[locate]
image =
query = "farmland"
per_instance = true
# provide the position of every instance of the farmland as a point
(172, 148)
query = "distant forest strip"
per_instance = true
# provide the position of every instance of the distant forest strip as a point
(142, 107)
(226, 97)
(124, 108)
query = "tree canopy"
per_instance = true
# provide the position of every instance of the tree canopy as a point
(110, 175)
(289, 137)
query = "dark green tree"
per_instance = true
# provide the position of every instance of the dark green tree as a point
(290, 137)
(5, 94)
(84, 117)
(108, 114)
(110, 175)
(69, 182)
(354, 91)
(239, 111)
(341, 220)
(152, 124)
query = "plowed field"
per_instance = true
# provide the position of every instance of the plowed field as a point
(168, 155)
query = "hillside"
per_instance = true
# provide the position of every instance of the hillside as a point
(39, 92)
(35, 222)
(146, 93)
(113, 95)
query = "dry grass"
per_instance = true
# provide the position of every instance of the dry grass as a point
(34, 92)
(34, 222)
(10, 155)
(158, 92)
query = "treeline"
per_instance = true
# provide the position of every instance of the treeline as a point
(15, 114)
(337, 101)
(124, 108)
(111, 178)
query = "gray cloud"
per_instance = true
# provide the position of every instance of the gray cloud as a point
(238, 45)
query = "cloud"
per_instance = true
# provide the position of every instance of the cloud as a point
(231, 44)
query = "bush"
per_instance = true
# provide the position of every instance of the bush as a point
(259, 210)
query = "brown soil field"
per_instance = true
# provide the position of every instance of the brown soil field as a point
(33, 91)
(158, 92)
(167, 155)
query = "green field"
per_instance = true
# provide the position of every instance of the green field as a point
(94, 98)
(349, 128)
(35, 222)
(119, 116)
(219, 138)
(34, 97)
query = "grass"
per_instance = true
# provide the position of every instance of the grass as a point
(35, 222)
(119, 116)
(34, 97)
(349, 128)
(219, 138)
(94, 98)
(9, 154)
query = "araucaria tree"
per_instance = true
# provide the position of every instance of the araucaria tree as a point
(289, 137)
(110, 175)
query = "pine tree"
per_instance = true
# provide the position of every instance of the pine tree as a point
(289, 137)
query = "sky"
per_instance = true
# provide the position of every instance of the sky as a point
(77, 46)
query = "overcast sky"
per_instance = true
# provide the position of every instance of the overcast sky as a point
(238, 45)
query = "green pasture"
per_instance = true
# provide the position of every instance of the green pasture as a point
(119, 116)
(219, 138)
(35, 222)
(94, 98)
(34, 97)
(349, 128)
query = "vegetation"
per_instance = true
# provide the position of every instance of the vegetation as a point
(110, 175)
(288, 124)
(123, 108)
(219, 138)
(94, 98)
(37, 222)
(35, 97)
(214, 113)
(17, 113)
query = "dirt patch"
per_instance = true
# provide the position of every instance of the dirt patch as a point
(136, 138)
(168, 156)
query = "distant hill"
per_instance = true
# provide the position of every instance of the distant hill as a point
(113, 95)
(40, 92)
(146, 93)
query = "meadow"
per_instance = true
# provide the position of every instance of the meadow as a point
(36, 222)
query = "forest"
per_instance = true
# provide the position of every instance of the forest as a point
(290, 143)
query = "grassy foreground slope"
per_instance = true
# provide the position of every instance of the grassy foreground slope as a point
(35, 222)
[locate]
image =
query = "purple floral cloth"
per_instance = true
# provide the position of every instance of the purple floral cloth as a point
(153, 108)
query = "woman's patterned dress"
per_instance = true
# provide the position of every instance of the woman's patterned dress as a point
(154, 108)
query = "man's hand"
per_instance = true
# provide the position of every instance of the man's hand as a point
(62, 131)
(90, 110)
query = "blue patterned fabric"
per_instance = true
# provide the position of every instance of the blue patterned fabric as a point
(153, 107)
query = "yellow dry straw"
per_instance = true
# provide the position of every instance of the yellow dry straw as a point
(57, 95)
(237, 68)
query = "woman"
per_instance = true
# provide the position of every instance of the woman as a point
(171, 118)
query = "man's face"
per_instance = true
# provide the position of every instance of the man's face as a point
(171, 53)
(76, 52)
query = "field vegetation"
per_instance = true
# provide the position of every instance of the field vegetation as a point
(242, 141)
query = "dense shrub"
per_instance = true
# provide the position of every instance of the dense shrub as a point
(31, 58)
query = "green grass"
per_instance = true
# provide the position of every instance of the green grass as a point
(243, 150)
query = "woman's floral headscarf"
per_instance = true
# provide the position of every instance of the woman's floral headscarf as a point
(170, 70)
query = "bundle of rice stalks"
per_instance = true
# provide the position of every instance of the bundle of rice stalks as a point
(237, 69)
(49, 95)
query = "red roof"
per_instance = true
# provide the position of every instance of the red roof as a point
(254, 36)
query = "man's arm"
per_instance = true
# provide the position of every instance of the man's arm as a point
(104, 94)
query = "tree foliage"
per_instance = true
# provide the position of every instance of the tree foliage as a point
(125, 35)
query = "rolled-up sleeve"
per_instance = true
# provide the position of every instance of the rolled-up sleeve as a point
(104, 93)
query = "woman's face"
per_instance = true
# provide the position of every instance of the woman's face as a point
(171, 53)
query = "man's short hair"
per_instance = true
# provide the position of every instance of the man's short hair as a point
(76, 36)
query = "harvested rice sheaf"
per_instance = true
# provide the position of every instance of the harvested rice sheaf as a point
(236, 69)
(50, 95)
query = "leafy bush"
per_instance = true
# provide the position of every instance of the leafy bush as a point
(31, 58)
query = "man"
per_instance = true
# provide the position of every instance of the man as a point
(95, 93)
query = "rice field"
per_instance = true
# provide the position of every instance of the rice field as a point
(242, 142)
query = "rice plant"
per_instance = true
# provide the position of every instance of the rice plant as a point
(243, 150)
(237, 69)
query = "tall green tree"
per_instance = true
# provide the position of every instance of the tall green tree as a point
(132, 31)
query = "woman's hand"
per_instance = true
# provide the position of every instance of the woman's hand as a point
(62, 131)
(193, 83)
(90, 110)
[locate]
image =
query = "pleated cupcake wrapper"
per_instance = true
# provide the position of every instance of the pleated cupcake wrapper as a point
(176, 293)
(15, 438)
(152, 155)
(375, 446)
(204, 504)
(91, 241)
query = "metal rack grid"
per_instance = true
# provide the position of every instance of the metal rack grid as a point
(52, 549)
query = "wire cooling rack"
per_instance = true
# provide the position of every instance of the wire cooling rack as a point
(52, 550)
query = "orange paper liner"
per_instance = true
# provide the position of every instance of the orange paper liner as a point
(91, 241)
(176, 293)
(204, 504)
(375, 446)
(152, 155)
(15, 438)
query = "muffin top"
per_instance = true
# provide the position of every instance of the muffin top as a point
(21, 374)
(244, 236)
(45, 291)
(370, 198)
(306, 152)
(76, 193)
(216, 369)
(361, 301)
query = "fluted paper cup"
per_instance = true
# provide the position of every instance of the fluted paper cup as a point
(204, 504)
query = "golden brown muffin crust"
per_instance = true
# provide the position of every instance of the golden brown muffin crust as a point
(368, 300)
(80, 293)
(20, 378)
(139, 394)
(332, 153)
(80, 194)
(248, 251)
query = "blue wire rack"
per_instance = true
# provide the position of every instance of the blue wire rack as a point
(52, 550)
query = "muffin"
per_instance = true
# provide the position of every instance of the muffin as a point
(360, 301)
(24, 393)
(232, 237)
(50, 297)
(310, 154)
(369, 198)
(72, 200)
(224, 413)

-- -- --

**SHORT EXERCISE**: All entries must be repeated verbatim.

**RESPONSE TO THE EXERCISE**:
[locate]
image =
query = "farmland"
per_instance = true
# provide the position of every instance of the farmland as a point
(172, 148)
query = "distant forest strip"
per_instance = true
# provide the position of every instance of the distant forest strip as a point
(142, 107)
(226, 97)
(124, 108)
query = "tree canopy"
per_instance = true
# provide the position of every instance of the tree canopy as a point
(110, 175)
(289, 137)
query = "dark green tree"
per_instance = true
# provide the position of every instance of the dark green tree as a point
(290, 137)
(5, 94)
(84, 117)
(108, 114)
(110, 175)
(69, 182)
(354, 91)
(239, 111)
(341, 220)
(152, 124)
query = "plowed field"
per_instance = true
# provide the position of every instance of the plowed field as a point
(168, 155)
query = "hillside"
per_instance = true
# provide the position of every instance of the hillside as a point
(39, 92)
(35, 222)
(146, 93)
(113, 95)
query = "dry grass"
per_instance = true
# provide the position of every instance of the dry grass as a point
(34, 92)
(34, 222)
(10, 155)
(158, 92)
query = "treeline"
per_instance = true
# provide the position of every instance of the treeline as a point
(15, 114)
(337, 101)
(124, 108)
(111, 178)
query = "gray cloud"
per_instance = true
# provide the position of every instance of the gray cloud as a point
(238, 45)
query = "cloud"
per_instance = true
# provide the position of every instance of the cloud as a point
(231, 44)
query = "bush"
per_instance = true
# provide the position of every instance of the bush as a point
(259, 210)
query = "brown soil field"
per_instance = true
# provide the position of every instance of the brown soil field as a point
(33, 91)
(158, 92)
(167, 155)
query = "green field"
per_instance = true
# provide the position of every instance of the green field as a point
(94, 98)
(349, 128)
(35, 222)
(119, 116)
(219, 138)
(34, 97)
query = "grass"
per_instance = true
# provide the position of every instance of the grass as a point
(35, 222)
(119, 116)
(34, 97)
(349, 128)
(219, 138)
(94, 98)
(9, 154)
query = "araucaria tree"
per_instance = true
# provide the position of every instance of the araucaria tree as a point
(289, 137)
(110, 175)
query = "pine tree"
per_instance = true
# provide the position of every instance of the pine tree as a point
(289, 137)
query = "sky"
per_instance = true
# provide the position of every instance of the sky as a point
(77, 46)
query = "overcast sky"
per_instance = true
# provide the position of every instance of the overcast sky as a point
(238, 45)
query = "green pasture"
per_instance = true
# provide the position of every instance of the green pasture as a point
(119, 116)
(219, 138)
(35, 222)
(94, 98)
(34, 97)
(349, 128)
query = "vegetation"
per_instance = true
# provide the position of every instance of the vegetation as a point
(110, 175)
(288, 124)
(123, 108)
(219, 138)
(94, 98)
(37, 222)
(35, 97)
(214, 113)
(17, 113)
query = "dirt patch"
per_instance = true
# provide the position of every instance of the dirt patch as a point
(136, 138)
(168, 156)
query = "distant hill"
per_instance = true
# provide the position of every instance of the distant hill as a point
(113, 95)
(40, 92)
(146, 93)
query = "meadow"
per_instance = true
# provide the position of every instance of the meadow as a point
(36, 222)
query = "forest"
per_instance = true
# provide the position of every instance of the forest as a point
(290, 143)
query = "grassy foreground slope"
per_instance = true
# provide the position of every instance of the grassy foreground slope as a point
(35, 222)
[locate]
image =
query = "purple floral cloth"
per_instance = true
# provide the position of every instance of the purple floral cloth as a point
(153, 108)
query = "woman's patterned dress"
per_instance = true
# provide the position of every instance of the woman's patterned dress as a point
(154, 108)
query = "man's hand"
per_instance = true
# provide the position of every instance of the man's hand as a point
(62, 131)
(90, 110)
query = "blue patterned fabric"
per_instance = true
# provide the position of every instance of the blue patterned fabric as a point
(153, 107)
query = "yellow dry straw"
per_instance = true
# provide the position of every instance of the yellow dry straw as a point
(57, 95)
(237, 68)
query = "woman"
per_instance = true
# provide the position of every instance of the woman as a point
(171, 118)
query = "man's face"
per_instance = true
# provide the position of every instance of the man's face as a point
(171, 53)
(76, 52)
query = "field vegetation"
per_instance = true
# provide the position of every instance of the field vegetation as a point
(242, 141)
query = "dense shrub"
per_instance = true
# provide the position of every instance of the dense shrub as a point
(31, 58)
query = "green grass"
per_instance = true
# provide the position of every instance of the green grass as a point
(243, 150)
query = "woman's floral headscarf"
per_instance = true
# provide the position of every instance of the woman's floral headscarf as a point
(170, 70)
query = "bundle of rice stalks"
per_instance = true
# provide the position of every instance of the bundle of rice stalks as a point
(237, 69)
(49, 95)
query = "red roof"
per_instance = true
# provide the position of every instance of the red roof as a point
(254, 36)
query = "man's arm"
per_instance = true
# provide the position of every instance of the man's arm as a point
(104, 94)
query = "tree foliage"
per_instance = true
# provide the position of every instance of the tree foliage as a point
(125, 35)
query = "rolled-up sleeve"
per_instance = true
# provide the position of every instance of the rolled-up sleeve as a point
(104, 93)
query = "woman's face"
per_instance = true
# provide the position of every instance of the woman's face as a point
(171, 53)
query = "man's short hair"
per_instance = true
# provide the position of every instance of the man's short hair as a point
(76, 36)
query = "harvested rice sheaf"
per_instance = true
# provide the position of every instance of the harvested rice sheaf as a point
(236, 69)
(50, 95)
query = "leafy bush"
per_instance = true
# provide the position of every instance of the leafy bush as a point
(31, 58)
query = "man"
per_instance = true
# provide the position of every instance of the man as a point
(95, 93)
query = "rice field"
per_instance = true
# provide the position of every instance of the rice field as a point
(242, 142)
query = "rice plant"
per_instance = true
# provide the position of every instance of the rice plant as a point
(243, 150)
(237, 69)
query = "tall green tree"
per_instance = true
# provide the position of every instance of the tall green tree as a point
(132, 31)
query = "woman's hand"
per_instance = true
# provide the position of every instance of the woman's hand as a point
(62, 131)
(193, 83)
(90, 110)
[locate]
image =
query = "pleated cupcake wrapper"
per_instance = true
# provide the position of every instance of the pleated cupcake wrapper as a point
(176, 293)
(15, 438)
(152, 155)
(375, 446)
(204, 504)
(91, 241)
query = "metal rack grid"
per_instance = true
# provide the position of every instance of the metal rack grid as a point
(52, 549)
query = "wire cooling rack"
per_instance = true
# provide the position of every instance of the wire cooling rack as a point
(52, 550)
query = "orange paper liner"
per_instance = true
# provide the position of every instance of the orange paper liner as a point
(91, 241)
(176, 293)
(204, 504)
(375, 446)
(152, 155)
(15, 438)
query = "muffin top"
per_instance = true
# provide the position of every instance of the muffin top as a point
(21, 374)
(244, 236)
(45, 291)
(370, 198)
(306, 152)
(76, 193)
(216, 369)
(361, 301)
query = "fluted paper cup"
per_instance = true
# provide the position of every instance of the fluted paper cup as a point
(204, 504)
query = "golden brown muffin crust"
per_instance = true
# provide the position of every instance of the golden brown muffin crust as a point
(368, 300)
(80, 293)
(20, 378)
(139, 394)
(332, 153)
(80, 194)
(248, 251)
query = "blue wire rack"
per_instance = true
# provide the position of every instance of the blue wire rack as a point
(52, 550)
query = "muffin"
per_instance = true
# provide the position of every instance of the muffin as a point
(360, 301)
(24, 393)
(232, 237)
(50, 297)
(310, 154)
(369, 198)
(72, 200)
(224, 413)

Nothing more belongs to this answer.